Document excerpt —
------------------------------------------------------------

The resolution, which is in the form of a tax anticipation bond in the amount of $25 million, will be used in part to pay off a high-interest $12 million debt that the hospital owes to Medicare.
The Medicare debt carries an 11-percent interest rate, while the new bond will provide the hospital with a 1-percent interest rate on the consolidated loans.
“Catoosa County met with a legal team here in the office yesterday (Wednesday, Feb. 6) and it was my understanding that they were supposed to sign the resolution this morning (Feb. 7),” said Heiskell.
The commissioner said she has “collaborated with the best legal team in the state of Georgia for weeks, and they have gone over this with us and Catoosa and they’re comfortable with this, and so I’m somewhat comfortable with this,” prompting her to agree to sign it.
“That is a very, very strict resolution,” said Heiskell. “It is difficult for me to even sign, but we’re talking about 850 jobs, we’re talking about the whole community.”
“Everything that’s in here, I think is very fair,” she said.
“What’s important to understand is that this is a half-mil commitment if it all comes to an end,” said Walker County coordinator David Ashburn. “Where, in the fifties and sixties, Walker County was paying four mils, not committing it, paying it, to the development and support of the hospital at the time, and we’ve got the old records on where that was part of the administrative accounting at that time.”

------------------------------------------------------------

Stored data
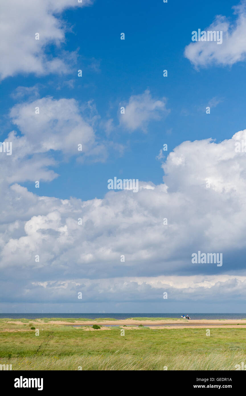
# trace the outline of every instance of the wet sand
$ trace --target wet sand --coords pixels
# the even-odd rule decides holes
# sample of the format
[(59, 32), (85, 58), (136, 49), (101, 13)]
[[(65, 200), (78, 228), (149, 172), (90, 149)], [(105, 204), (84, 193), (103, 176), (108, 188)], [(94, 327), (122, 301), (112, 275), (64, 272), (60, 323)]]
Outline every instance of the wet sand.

------------------------------------------------------------

Instructions —
1 - According to the hospital bond article, what interest rate does the Medicare debt carry?
2 - Say whether each statement agrees with the hospital bond article, giving yes or no and quoting the words that decide it: (a) The bond is for $25 million. (b) Heiskell said the resolution was easy for her to sign. (c) David Ashburn is the Walker County coordinator.
3 - Please carry on the hospital bond article from its last sentence.
These records were taken from a different source than the hospital bond article.

Replies —
1 - 11 percent.

2 -
(a) Yes: "a tax anticipation bond in the amount of $25 million"
(b) No: "It is difficult for me to even sign"
(c) Yes: "said Walker County coordinator David Ashburn"

3 -
“That was indigent care,” said Heiskell. “We’re no longer required to levy millage for the indigent. The only requirement that we actually have is to fund our inmates. Inmate medical is all the requirement Walker has...This is not for indigent. This is to save the hospital, though there is a lot of indigent care that does go on there.”
The funds in the new bond are also not meant to be used to pay Hutcheson’s $20 million debt to Erlanger in the event that the hospital goes under and must be sold.
“This doesn’t cover Erlanger’s debt because Erlanger’s debt is already covered by the sale of the hospital. And they plan to pay Erlanger off but we’ve got first dibs on this money,” said Heiskell. “These bonds will be paid first before anybody else’s because Walker and Catoosa should never have to pay this. And if Dade elects to come in on this. then it will reduce the amount from a half a mil each to a little less than half a mil.”
“The hospital can’t survive without this support,” she said. “They can’t.”
The resolution stipulates that Walker and Catoosa counties must have an equal number of appointees on the hospital’s board of trustees, though whether that number will be set at four or five has not been decided. Heiskell supports a 4-4-1 split, in which Dade County has one representative, while the option to have a larger board with a 5-5-2 split has also been proposed. Dade County has not decided whether to sign off on the new bond issue and may not factor into the board of trustees at all.